• Short problem:
Copy out exactly every line from the line containing "Note: in this practice we tag every instance of the tool" until the records below end, inclusive of both boundary lines.

Data records
● ● ● ● ●

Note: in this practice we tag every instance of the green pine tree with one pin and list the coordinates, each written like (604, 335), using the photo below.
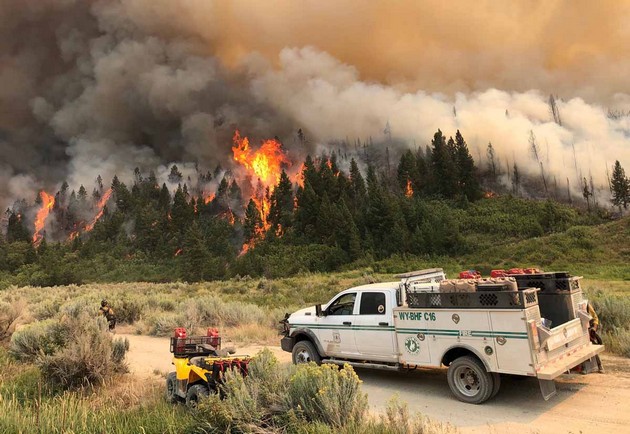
(620, 187)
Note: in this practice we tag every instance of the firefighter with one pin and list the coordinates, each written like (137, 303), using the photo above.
(592, 330)
(109, 315)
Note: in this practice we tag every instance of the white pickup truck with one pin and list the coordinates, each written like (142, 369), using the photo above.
(479, 332)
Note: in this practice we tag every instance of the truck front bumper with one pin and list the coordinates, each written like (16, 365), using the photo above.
(287, 343)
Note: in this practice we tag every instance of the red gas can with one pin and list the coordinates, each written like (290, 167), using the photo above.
(215, 339)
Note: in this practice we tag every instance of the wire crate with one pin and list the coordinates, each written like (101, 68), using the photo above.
(473, 300)
(194, 345)
(549, 282)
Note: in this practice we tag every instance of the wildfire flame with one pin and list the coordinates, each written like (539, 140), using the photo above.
(299, 176)
(408, 189)
(101, 208)
(209, 198)
(264, 163)
(48, 202)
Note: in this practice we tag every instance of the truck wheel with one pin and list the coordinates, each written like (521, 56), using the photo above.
(496, 386)
(469, 381)
(171, 388)
(305, 352)
(196, 393)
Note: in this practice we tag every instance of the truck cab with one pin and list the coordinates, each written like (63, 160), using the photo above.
(478, 328)
(336, 329)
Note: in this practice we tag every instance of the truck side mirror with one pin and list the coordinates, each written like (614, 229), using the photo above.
(318, 310)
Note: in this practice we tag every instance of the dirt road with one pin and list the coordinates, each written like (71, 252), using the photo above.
(592, 403)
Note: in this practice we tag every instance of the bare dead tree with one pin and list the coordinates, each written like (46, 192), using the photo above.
(553, 108)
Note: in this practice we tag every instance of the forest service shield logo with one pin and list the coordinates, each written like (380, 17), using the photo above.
(412, 345)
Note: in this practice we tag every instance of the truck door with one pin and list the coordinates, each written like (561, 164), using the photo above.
(335, 330)
(374, 327)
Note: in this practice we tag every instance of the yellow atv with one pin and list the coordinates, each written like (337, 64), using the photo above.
(199, 366)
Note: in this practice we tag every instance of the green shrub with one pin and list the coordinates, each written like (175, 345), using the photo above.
(284, 398)
(37, 339)
(10, 314)
(128, 311)
(327, 394)
(71, 352)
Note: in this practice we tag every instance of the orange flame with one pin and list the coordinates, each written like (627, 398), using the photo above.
(101, 208)
(299, 176)
(48, 202)
(229, 216)
(265, 163)
(408, 189)
(209, 198)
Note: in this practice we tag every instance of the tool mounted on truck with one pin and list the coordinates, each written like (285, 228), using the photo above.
(532, 324)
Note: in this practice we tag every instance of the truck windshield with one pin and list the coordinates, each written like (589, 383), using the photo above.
(372, 303)
(344, 305)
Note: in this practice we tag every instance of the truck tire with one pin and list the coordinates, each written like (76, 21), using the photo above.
(469, 381)
(305, 352)
(195, 393)
(171, 388)
(497, 384)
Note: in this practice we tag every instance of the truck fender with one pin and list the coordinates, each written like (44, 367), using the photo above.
(459, 350)
(302, 333)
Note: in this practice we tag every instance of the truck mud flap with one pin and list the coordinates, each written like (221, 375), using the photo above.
(547, 388)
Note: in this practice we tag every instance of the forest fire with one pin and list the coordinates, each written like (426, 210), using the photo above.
(208, 198)
(101, 209)
(265, 163)
(408, 189)
(48, 201)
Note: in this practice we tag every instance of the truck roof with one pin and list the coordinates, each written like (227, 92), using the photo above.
(381, 285)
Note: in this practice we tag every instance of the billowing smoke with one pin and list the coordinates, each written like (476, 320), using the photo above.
(102, 86)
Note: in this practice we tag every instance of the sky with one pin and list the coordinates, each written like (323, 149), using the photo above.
(102, 86)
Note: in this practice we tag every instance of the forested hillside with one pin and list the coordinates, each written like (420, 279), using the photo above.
(332, 211)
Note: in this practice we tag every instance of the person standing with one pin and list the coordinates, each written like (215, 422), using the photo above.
(595, 338)
(109, 315)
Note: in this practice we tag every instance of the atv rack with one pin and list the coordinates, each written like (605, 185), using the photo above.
(194, 346)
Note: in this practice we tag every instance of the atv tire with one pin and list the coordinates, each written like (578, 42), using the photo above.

● ● ● ● ●

• Reply to the exercise:
Note: in this practice we tag every instance of the tool mounted on truck with one pin and list the coordinates, each written like (285, 228), using the photo above.
(532, 324)
Note: in this practice we tag every instance of the truck windshield with one pin and list the coordinates, each written like (589, 383), using the photo above.
(372, 303)
(344, 305)
Note: in this practice we tag every instance of the truck tire with one pin and list the coordinates, each written like (76, 21), using the photo above.
(469, 381)
(305, 352)
(195, 393)
(171, 388)
(497, 384)
Note: in this practice we tag every instance of the truck fender with one pin and list the coordinates, each written like (44, 367), using the photo above.
(459, 350)
(302, 333)
Note: in this practice we tag every instance of the truck mud flap with one pin and list the coordinates, each written like (221, 375), using the photo above.
(547, 388)
Note: in this practice we tag every instance of the forest fire with one pin and list the coordinates, each written like (426, 210), using the photo above.
(208, 198)
(101, 209)
(265, 163)
(408, 189)
(48, 201)
Note: in this practice we tag every instance of the truck roof with one pin and list the coordinates, each written like (227, 92), using the photo above.
(381, 285)
Note: in this practice we tag every instance of the billowing smoke with one pin and list the coordinates, each written like (476, 320), using the photo above.
(102, 86)
Note: in this practice we tag every instance of the sky with one pin and list the coordinates, each written like (323, 149), using the photo above.
(102, 86)
Note: in this practice we tag every instance of the forested hillside with one pin and list the coordinates, each written like (420, 279), using the photo above.
(332, 211)
Note: in this practice we tag every instance of the person standing with one pin and list the coordinates, each written like (215, 422), using the photo above.
(595, 338)
(109, 315)
Note: in this practice we tag every instance of the atv rack with one pin and list the coordinates, each written like (605, 185), using the photo above.
(194, 346)
Note: in this practice we tag every instance of the atv tire with one pin and list the coordinates, each written like (578, 42), using the photo above.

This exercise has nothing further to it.